== Recorded data ==
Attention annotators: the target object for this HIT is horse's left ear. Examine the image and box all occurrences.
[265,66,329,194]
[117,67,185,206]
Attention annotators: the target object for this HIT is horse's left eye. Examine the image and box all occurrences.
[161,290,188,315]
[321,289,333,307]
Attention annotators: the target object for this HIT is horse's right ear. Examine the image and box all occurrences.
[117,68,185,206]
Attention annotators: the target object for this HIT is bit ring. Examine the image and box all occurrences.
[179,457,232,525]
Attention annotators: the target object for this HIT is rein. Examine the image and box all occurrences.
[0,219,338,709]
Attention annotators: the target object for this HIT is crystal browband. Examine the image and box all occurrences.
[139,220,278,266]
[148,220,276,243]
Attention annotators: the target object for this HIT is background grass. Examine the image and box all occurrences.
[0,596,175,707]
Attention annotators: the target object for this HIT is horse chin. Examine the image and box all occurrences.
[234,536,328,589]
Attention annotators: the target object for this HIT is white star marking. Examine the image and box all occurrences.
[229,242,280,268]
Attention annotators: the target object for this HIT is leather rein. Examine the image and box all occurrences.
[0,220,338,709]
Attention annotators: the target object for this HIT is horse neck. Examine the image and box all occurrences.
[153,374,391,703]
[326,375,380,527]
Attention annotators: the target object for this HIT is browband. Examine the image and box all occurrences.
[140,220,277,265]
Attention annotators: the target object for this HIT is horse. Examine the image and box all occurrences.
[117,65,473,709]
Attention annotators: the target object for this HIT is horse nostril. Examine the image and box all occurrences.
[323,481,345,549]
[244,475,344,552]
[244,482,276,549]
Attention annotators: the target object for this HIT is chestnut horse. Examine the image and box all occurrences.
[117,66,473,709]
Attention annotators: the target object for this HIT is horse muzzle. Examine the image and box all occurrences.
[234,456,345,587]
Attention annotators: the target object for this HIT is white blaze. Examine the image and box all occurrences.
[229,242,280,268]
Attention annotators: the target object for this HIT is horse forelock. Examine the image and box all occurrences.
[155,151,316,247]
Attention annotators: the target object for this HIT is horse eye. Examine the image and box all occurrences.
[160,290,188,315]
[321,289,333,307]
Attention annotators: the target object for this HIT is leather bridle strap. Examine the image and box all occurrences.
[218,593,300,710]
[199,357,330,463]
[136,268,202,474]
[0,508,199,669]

== WORK TO BE COMPLETED ==
Copy the data above in its entirety, exactly as given.

== OUTPUT BELOW ==
Attention annotators: the target object for this HIT is horse's left ear. Examine the image and box all occurrences.
[265,66,329,194]
[117,67,185,206]
Attention annotators: the target object for this HIT is horse's left eye. Examine the image and box all occurrences.
[161,290,188,315]
[321,289,333,307]
Attention annotators: the target object for this HIT is horse's right ear. Examine the image and box all occurrences.
[117,68,185,206]
Attention annotators: the target object for this HIT is bit ring. Examine the image and box all occurrences.
[179,457,232,525]
Attention annotators: the target object for this HIT is rein. Examine the image and box all occurrences.
[0,219,338,709]
Attention annotators: the target object for this HIT is crystal browband. Examine the image and box all occurrences.
[139,220,278,266]
[148,220,276,243]
Attention annotators: the target object for this HIT is background grass. Examine the image and box all occurrences.
[0,596,175,707]
Attention annotators: the target object for this HIT is horse chin. Examine the image and box all occurrences.
[234,536,328,589]
Attention annotators: the target object for this HIT is white star marking. Examine the image and box all occurrences.
[229,242,280,268]
Attention annotators: the target object for this HIT is leather rein. Examine the image and box all occurrences.
[0,220,338,709]
Attention annotators: the target object for this HIT is horse neck. Examine the image and box all occurrences.
[153,374,391,703]
[326,375,380,527]
Attention annotators: the target object for this HIT is browband. Examine the image and box all occurrences.
[140,220,277,265]
Attention annotators: the target object for this HIT is horse. Examine the image and box all occurrences.
[117,65,473,709]
Attention annotators: the target object for this HIT is horse nostril. Examine the image and box all occurrences.
[323,481,345,549]
[244,475,344,552]
[244,482,276,549]
Attention annotators: the target object for this HIT is chestnut horse. Examine the image and box all occurrences.
[117,66,473,709]
Attention annotators: the target object for this HIT is horse muzzle. Examine the image and box all occurrences.
[234,456,345,587]
Attention annotators: the target object for this HIT is white blaze. Examine the image and box all occurrences.
[229,242,280,268]
Attention annotators: the target object for this HIT is horse forelock. Examine the image and box all occurrences.
[155,151,316,247]
Attention annotators: the target object for this HIT is horse eye. Examine the image and box all occurrences.
[160,290,188,315]
[321,289,333,307]
Attention annotators: the target object for this HIT is leather bridle strap. Examine the image and box all occurrences.
[218,593,300,710]
[199,357,330,463]
[136,268,202,474]
[0,508,199,669]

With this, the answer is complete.